Restate word for word every entry that appears below, skipping its pictures.
[EXERCISE INPUTS]
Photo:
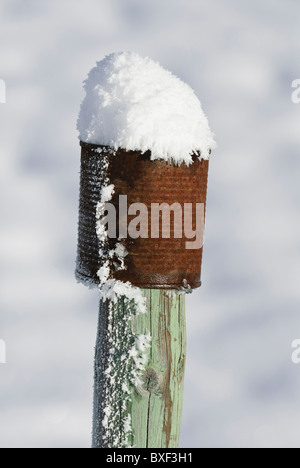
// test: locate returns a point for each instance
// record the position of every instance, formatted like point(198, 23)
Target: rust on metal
point(162, 263)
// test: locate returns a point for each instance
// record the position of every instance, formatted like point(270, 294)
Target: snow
point(133, 103)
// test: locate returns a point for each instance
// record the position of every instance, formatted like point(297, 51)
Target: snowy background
point(241, 57)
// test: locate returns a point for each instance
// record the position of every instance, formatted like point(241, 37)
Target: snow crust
point(135, 104)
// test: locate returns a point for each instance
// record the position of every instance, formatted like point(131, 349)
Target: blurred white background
point(241, 57)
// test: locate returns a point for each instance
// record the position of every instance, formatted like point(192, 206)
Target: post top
point(133, 103)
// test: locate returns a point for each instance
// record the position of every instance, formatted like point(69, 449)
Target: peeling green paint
point(154, 406)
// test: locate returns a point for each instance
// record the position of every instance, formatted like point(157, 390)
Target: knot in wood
point(152, 381)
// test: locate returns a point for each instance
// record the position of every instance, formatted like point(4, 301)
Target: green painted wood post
point(144, 413)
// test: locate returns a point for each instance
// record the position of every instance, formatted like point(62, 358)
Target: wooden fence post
point(151, 415)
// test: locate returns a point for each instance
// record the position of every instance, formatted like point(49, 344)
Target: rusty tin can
point(162, 263)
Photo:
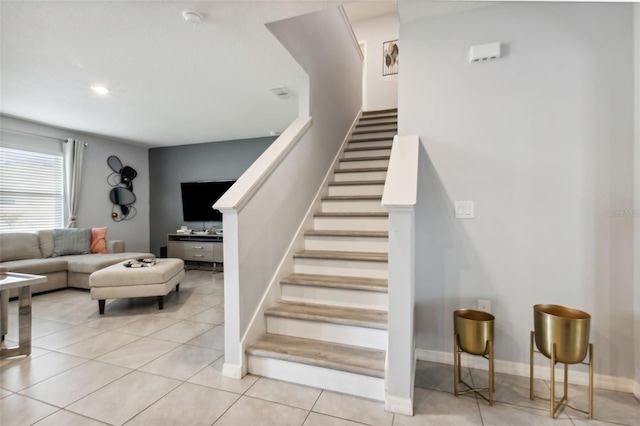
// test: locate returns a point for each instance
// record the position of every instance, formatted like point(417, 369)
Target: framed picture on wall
point(390, 57)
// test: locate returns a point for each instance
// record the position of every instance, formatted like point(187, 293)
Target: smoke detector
point(194, 18)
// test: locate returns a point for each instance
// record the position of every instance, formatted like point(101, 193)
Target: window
point(31, 195)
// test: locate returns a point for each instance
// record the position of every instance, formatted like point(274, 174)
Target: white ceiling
point(171, 82)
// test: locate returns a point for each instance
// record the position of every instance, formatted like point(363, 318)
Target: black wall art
point(122, 196)
point(390, 52)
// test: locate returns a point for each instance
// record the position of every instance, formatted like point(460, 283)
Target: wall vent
point(282, 92)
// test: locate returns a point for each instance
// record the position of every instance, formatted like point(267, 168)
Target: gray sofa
point(32, 253)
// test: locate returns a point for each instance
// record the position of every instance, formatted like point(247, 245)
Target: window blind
point(31, 193)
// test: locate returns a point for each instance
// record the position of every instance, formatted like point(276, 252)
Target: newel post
point(399, 197)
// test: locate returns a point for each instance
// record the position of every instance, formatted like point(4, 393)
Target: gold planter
point(566, 327)
point(473, 334)
point(562, 335)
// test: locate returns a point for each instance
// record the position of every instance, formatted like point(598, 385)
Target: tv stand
point(196, 248)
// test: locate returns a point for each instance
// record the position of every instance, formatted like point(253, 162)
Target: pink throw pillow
point(98, 240)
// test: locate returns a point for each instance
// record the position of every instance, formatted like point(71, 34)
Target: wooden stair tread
point(357, 182)
point(361, 169)
point(352, 359)
point(351, 214)
point(342, 255)
point(372, 139)
point(378, 157)
point(368, 318)
point(351, 197)
point(340, 233)
point(380, 111)
point(336, 281)
point(367, 132)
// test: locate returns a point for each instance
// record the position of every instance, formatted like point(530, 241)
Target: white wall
point(636, 26)
point(382, 92)
point(267, 222)
point(94, 209)
point(542, 141)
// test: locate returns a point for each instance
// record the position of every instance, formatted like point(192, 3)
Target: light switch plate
point(464, 210)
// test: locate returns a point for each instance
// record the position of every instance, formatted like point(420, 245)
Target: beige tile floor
point(137, 365)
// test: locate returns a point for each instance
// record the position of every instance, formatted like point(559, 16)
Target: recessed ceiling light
point(194, 18)
point(100, 90)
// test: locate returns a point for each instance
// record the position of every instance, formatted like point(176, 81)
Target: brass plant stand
point(473, 334)
point(562, 335)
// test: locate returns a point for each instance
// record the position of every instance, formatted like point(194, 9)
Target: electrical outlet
point(484, 305)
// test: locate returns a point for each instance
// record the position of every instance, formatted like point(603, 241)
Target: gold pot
point(474, 329)
point(566, 327)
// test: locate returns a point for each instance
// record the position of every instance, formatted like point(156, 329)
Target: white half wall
point(542, 141)
point(382, 91)
point(94, 209)
point(274, 195)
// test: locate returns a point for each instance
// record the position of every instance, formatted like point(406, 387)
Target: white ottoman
point(117, 281)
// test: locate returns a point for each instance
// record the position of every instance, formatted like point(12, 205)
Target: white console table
point(195, 247)
point(23, 282)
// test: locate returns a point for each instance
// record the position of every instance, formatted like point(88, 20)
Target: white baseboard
point(601, 381)
point(396, 404)
point(232, 370)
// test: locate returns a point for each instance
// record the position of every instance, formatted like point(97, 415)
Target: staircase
point(330, 328)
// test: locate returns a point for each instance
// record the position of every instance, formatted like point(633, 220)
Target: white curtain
point(72, 154)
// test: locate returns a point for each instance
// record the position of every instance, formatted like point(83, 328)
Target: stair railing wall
point(399, 197)
point(263, 211)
[/EXERCISE INPUTS]
_ANSWER SECTION_.
Photo:
// test: locate returns a point for each instance
// record the position of every instance, formatted like point(198, 23)
Target: rust on metal
point(162, 263)
// test: locate returns a point for each instance
// record the position of every instance, formatted like point(270, 294)
Target: snow
point(133, 103)
// test: locate returns a point for each instance
// record the position of every instance, formatted like point(297, 51)
Target: snowy background
point(241, 57)
// test: locate returns a point for each instance
// record the position of every instance, formatted like point(241, 37)
Target: snow crust
point(135, 104)
// test: locate returns a point for each instance
// record the position of every instance, formatted like point(131, 349)
Target: blurred white background
point(241, 57)
// test: locate returns a point for each instance
// record the position of every instance, formatted like point(192, 206)
Target: post top
point(133, 103)
// test: locate returns a point for each instance
// record the position of every instance, formatted like point(69, 449)
Target: peeling green paint
point(154, 406)
// test: locate returns a point for each instance
// record the position of every instance, formatted like point(157, 390)
Target: knot in wood
point(152, 381)
// test: locate returns a point for each instance
// record the position of every instance, formatted like point(4, 301)
Target: green painted wood post
point(144, 413)
// test: locate returns a point for each instance
// record the position of every instance, formatted like point(62, 358)
Target: wooden fence post
point(151, 415)
// test: locate returns a point for each instance
// record the position of every instance, formatted like point(49, 344)
Target: rusty tin can
point(162, 263)
Photo:
// test: locate returns a point for each instance
// record the position of every instance, formatted like point(417, 369)
Target: framed picture on wall
point(390, 57)
// test: locate returns a point for each instance
// record the position of every instance, formatted like point(187, 293)
Target: smoke detector
point(194, 18)
// test: locate returns a point for each instance
// record the position of every instance, formatted like point(101, 193)
Target: window
point(31, 195)
// test: locate returns a point for each instance
// record the position of every instance, formatted like point(274, 174)
Target: white ceiling
point(171, 82)
// test: locate returns a point for each instance
// record the position of every instance, formatted like point(363, 318)
Target: black wall art
point(122, 196)
point(390, 52)
// test: locate returns a point for each instance
// record the position of every instance, formatted like point(460, 283)
Target: wall vent
point(282, 92)
// test: locate returns a point for each instance
// record the position of every instance, formatted like point(267, 168)
Target: gray sofa
point(32, 253)
// test: locate returns a point for each instance
// record the position of every instance, formatted like point(247, 245)
Target: window blind
point(31, 193)
// test: locate returns a point for each instance
// record the position of every instance, formatted like point(276, 252)
Target: newel post
point(399, 197)
// test: locate returns a point for each instance
// record the position of every instance, formatted like point(4, 393)
Target: gold planter
point(566, 327)
point(473, 334)
point(562, 335)
// test: locate returns a point for each instance
// record the position of every instance, formatted like point(598, 385)
Target: tv stand
point(196, 248)
// test: locate returns a point for each instance
// record the position of every instance, formatted like point(253, 162)
Target: pink throw pillow
point(98, 240)
// test: locate returns a point for each instance
// record the position of every instance, formatted like point(71, 34)
Target: wooden stair tread
point(357, 182)
point(361, 169)
point(352, 359)
point(351, 214)
point(342, 255)
point(372, 139)
point(378, 157)
point(368, 318)
point(351, 197)
point(340, 233)
point(380, 111)
point(336, 281)
point(367, 132)
// test: locate returns a point for each instance
// record the position of every instance, formatted like point(530, 241)
Target: white wall
point(636, 26)
point(382, 92)
point(267, 222)
point(94, 209)
point(542, 141)
// test: locate returns a point for each instance
// record the position of every instance, formatted like point(192, 3)
Target: light switch plate
point(464, 210)
// test: locate returns a point for each instance
// record the position of every instance, formatted like point(420, 245)
Target: beige tile floor
point(137, 365)
// test: locate returns a point for each instance
// record the position of every instance, formatted like point(559, 16)
Target: recessed ceiling light
point(194, 18)
point(100, 90)
// test: locate returns a point for each instance
// record the position of every instance, formatted like point(176, 81)
Target: brass plant stand
point(473, 334)
point(562, 335)
// test: locate returns a point for each instance
// record the position of every instance, formatted like point(194, 9)
Target: electrical outlet
point(484, 305)
// test: locate returns a point for each instance
// record the position of every instance, formatted like point(603, 241)
Target: gold pot
point(474, 329)
point(566, 327)
// test: locate returns a point for each instance
// record the position of every instance, formatted like point(156, 329)
Target: white half wall
point(542, 141)
point(382, 91)
point(94, 209)
point(274, 195)
// test: locate returns a point for each instance
// record the position of every instance, formatted like point(406, 387)
Target: white ottoman
point(117, 281)
// test: locate returns a point for each instance
// record the position of every instance, formatted like point(12, 205)
Target: white console table
point(195, 247)
point(23, 282)
// test: locate returns a point for each instance
// record the position of every instance, formatted like point(88, 20)
Target: white baseboard
point(601, 381)
point(396, 404)
point(232, 370)
// test: locate returns a point for each instance
// record the position of every instance, formatted like point(97, 415)
Target: staircase
point(330, 328)
// test: locate returns a point for each instance
// record the position of every instance, formatted like point(633, 220)
Target: white curtain
point(72, 154)
// test: locate returns a point for each instance
// record the position of every instance, formatted like point(83, 328)
Target: stair railing wall
point(399, 197)
point(263, 211)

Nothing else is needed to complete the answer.